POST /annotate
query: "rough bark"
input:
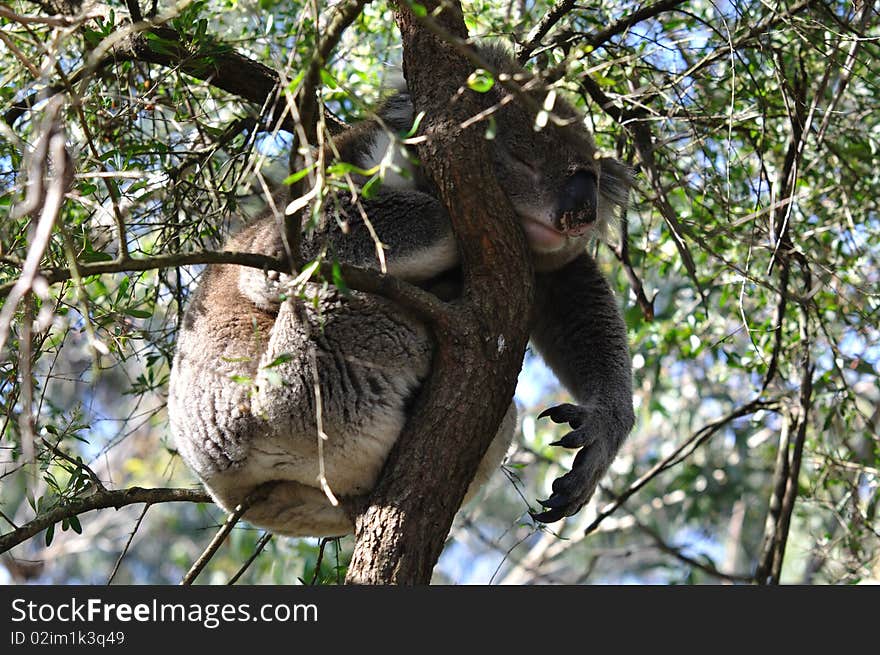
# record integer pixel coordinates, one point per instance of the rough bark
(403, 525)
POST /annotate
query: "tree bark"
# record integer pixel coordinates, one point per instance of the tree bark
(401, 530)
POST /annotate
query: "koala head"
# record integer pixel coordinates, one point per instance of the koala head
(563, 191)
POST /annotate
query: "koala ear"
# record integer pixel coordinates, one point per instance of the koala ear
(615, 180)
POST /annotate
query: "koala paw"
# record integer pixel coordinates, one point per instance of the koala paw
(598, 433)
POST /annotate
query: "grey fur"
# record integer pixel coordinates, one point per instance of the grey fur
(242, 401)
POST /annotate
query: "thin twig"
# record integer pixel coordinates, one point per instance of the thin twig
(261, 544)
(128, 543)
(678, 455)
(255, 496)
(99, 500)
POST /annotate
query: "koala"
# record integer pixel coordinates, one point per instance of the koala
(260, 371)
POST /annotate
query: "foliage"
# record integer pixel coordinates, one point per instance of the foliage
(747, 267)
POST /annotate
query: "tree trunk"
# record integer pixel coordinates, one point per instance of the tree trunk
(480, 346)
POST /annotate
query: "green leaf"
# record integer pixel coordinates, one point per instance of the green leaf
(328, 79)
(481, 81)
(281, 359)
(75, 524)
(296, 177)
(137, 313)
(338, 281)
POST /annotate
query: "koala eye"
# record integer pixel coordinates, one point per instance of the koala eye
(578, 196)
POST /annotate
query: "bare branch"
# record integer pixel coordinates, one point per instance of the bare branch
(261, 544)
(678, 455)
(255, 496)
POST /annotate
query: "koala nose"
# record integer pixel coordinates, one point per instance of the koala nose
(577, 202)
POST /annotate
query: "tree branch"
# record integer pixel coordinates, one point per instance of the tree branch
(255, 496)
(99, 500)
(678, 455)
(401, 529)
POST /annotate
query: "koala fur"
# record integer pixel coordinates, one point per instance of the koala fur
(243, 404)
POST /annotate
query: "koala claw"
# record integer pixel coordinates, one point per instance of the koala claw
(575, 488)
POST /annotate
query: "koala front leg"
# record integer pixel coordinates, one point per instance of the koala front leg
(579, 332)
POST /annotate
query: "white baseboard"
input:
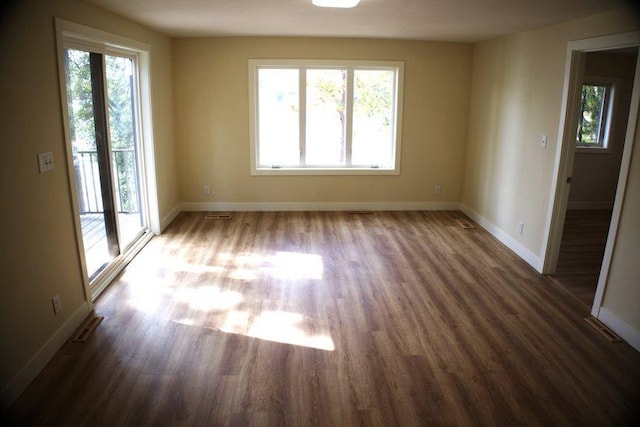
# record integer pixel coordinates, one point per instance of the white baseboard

================

> [DESCRIPTION OF THE TASK]:
Identify every line in the items that contains the word "leaf", and copy each such line.

> [OUTPUT OF THE TASK]:
query: "green leaf"
# record integer pixel coordinates, one point per instance of the green leaf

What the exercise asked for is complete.